What the exercise asks:
Copy out only the span from the line with "Where can the lynx nose" to the end of the data, both ends kept, word for word.

Data provided:
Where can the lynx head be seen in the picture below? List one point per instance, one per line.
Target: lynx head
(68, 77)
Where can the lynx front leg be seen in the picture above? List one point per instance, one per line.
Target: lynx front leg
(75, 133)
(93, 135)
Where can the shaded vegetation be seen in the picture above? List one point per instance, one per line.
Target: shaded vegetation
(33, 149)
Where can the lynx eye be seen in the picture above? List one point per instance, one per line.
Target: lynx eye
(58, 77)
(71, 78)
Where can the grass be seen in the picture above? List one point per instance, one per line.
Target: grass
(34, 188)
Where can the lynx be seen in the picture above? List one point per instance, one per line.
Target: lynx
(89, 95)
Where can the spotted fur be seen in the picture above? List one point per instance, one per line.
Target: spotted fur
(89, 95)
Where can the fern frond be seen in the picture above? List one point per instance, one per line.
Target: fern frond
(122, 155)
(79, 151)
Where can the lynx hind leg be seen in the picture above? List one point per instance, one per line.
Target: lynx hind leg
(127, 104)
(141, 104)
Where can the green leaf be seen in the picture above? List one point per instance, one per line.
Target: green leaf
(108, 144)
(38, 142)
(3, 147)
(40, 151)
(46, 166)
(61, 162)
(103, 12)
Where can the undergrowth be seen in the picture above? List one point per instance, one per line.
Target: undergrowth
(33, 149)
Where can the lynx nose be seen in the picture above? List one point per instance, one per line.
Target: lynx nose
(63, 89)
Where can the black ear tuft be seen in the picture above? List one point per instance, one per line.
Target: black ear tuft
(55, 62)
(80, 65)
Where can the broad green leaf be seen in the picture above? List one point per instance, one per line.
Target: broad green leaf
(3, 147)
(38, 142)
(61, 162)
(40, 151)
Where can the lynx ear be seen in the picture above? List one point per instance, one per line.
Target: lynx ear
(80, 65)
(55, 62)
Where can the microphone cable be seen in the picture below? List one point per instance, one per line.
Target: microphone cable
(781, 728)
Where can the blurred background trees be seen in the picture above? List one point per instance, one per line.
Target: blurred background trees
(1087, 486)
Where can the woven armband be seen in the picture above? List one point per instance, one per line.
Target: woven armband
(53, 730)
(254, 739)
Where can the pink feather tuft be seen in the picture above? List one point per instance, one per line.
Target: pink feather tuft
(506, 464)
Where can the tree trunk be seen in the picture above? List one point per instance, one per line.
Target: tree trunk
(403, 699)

Worked solution:
Where can the lynx nose be seen in the picture above? List one point per instance, one per line.
Target: lynx nose
(63, 89)
Where can the black ear tuft be seen in the picture above? List one point per instance, one per line.
Target: black ear tuft
(55, 62)
(80, 65)
Where can the broad green leaf be seen in the picture above? List one point per instance, one per line.
Target: broad green leaf
(3, 147)
(38, 142)
(61, 162)
(40, 151)
Where can the lynx ear be seen in the picture above? List one point per instance, one per line.
Target: lynx ear
(80, 65)
(55, 62)
Where can the microphone cable be seen in the picture below? List one point per instance, one per line.
Target: microphone cable
(781, 728)
Where can the blurred background trees be seen in the picture above? List one point per instance, one per line.
Target: blurred background trees
(1087, 486)
Where can the woven armband be seen in the picture above? List one point per instance, one per line.
Target: woven armband
(53, 730)
(254, 739)
Where can the pink feather tuft be seen in the picture above? List one point per instance, one per line.
Target: pink feather tuft
(506, 464)
Where can the tree trunk be seen in the picture above? List one point per instance, one per line.
Target: tree trunk
(403, 699)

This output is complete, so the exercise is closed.